Work to do – Continue the OGC API Processes Engine setup guide from the point where it stops.

--- BEGIN Extract provided ---

Processing - OGC API Processes Engine⚓︎
Introduction⚓︎
The OGC API Processes Engine lets users deploy, manage, and execute OGC Application Packages through a standardised API. It’s built on the ZOO-Project zoo-project-dru implementation, which supports OGC WPS 1.0.0/2.0.0 and OGC API Processes Parts 1 & 2.
The engine supports multiple execution backends depending on your infrastructure:
| Execution Engine | Backend | Best For |
|---|---|---|
| Calrissian | Kubernetes jobs in dedicated namespaces | Pure Kubernetes environments |
| Toil | HPC batch schedulers (HTCondor, Slurm, PBS, LSF, etc.) | Hybrid Kubernetes + HPC environments |
Both backends use the same OGC API Processes interface - the difference is where the actual computation runs.
Prerequisites⚓︎
Common Requirements⚓︎
| Component | Requirement | Documentation Link |
|---|---|---|
| Kubernetes | Cluster (tested on v1.32) | Installation Guide |
| Helm | Version 3.5 or newer | Installation Guide |
| kubectl | Configured for cluster access | Installation Guide |
| Ingress | Properly installed | Installation Guide |
| TLS Certificates | Managed via cert-manager or manually |
TLS Certificate Management Guide |
| Stage-In S3 | Accessible | MinIO Deployment Guide |
| Stage-Out S3 | Accessible | MinIO Deployment Guide |
Calrissian-Specific Requirements⚓︎
No additional requirements beyond the common prerequisites. Calrissian runs CWL workflows as Kubernetes jobs, so everything stays within your cluster.
Toil/HPC-Specific Requirements⚓︎
You’ll need an HPC cluster with:
- Container support (Docker or Apptainer/Singularity)
- Internet access from compute nodes (or local container registries and data repositories)
- A Toil WES service endpoint
Toil supports several batch schedulers: HTCondor, Slurm, PBS/Torque/PBS Pro LSF, and Grid Engine.
Setting up a Local HTCondor (Development/Testing Only)⚓︎
This is only for Toil, if you are using Calrissian, skip this section.
Warning: This setup is for development and testing purposes only. Do not use this in production - use your organisation’s HPC infrastructure instead.
If you don’t have access to an HPC cluster and want to test the Toil integration locally, you can install MiniHTCondor, a single-node HTCondor package designed for testing.

--- END Extract provided ---
--- BEGIN Data section ---

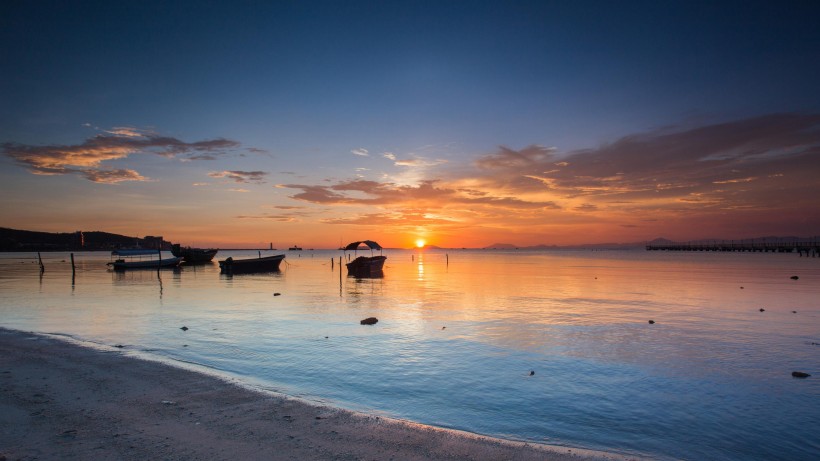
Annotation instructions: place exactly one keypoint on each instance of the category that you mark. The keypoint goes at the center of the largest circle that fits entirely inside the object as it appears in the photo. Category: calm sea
(553, 347)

--- END Data section ---

Answer to this exercise –
Install HTCondor using the official script:
# Download and run the HTCondor installer (installs minicondor by default)
curl -fsSL https://get.htcondor.org | sudo /bin/bash -s -- --no-dry-run
# Verify HTCondor is running
condor_status
You should see output showing your local machine as a condor slot. If condor_status returns an error, check that the condor service is running:
Configure Docker for HTCondor jobs:
HTCondor needs to run containers for CWL workflows. Add your user to the docker group and create a wrapper to mount /etc/hosts for DNS resolution:
# Add your user to the docker group
sudo usermod -a -G docker $USER
# Create a docker wrapper for DNS resolution in containers
sudo tee /usr/local/bin/docker > /dev/null << 'EOF'
#!/usr/bin/python3
import sys, os
n = sys.argv
n[0] = "/usr/bin/docker"
if "run" in n:
n.insert(n.index("run") + 1, "-v=/etc/hosts:/etc/hosts:ro")
os.execv(n[0], n)
EOF
sudo chmod +x /usr/local/bin/docker
# Log out and back in for the docker group change to take effect
After logging back in, verify HTCondor can see your machine:
Setting up Toil WES⚓︎
Already have a Toil WES service? Skip to Clone the Deployment Guide Repository.
If you need to set up Toil WES on your HPC cluster (or local MiniCondor), follow these steps. The examples use HTCondor, but the process is similar for other schedulers.
Install Toil
Install Toil in a Python virtual environment on storage accessible to all compute nodes:
# Create directories for Toil venv and job storage
mkdir -p ~/toil ~/toil/storage
python3 -m venv --prompt toil ~/toil/venv
# Activate and install Toil with required extras
source ~/toil/venv/bin/activate
python3 -m pip install toil[cwl,htcondor,server,aws] htcondor
Note: Replace
htcondorwith your batch system if different (e.g.,toil[cwl,slurm,server,aws]for Slurm).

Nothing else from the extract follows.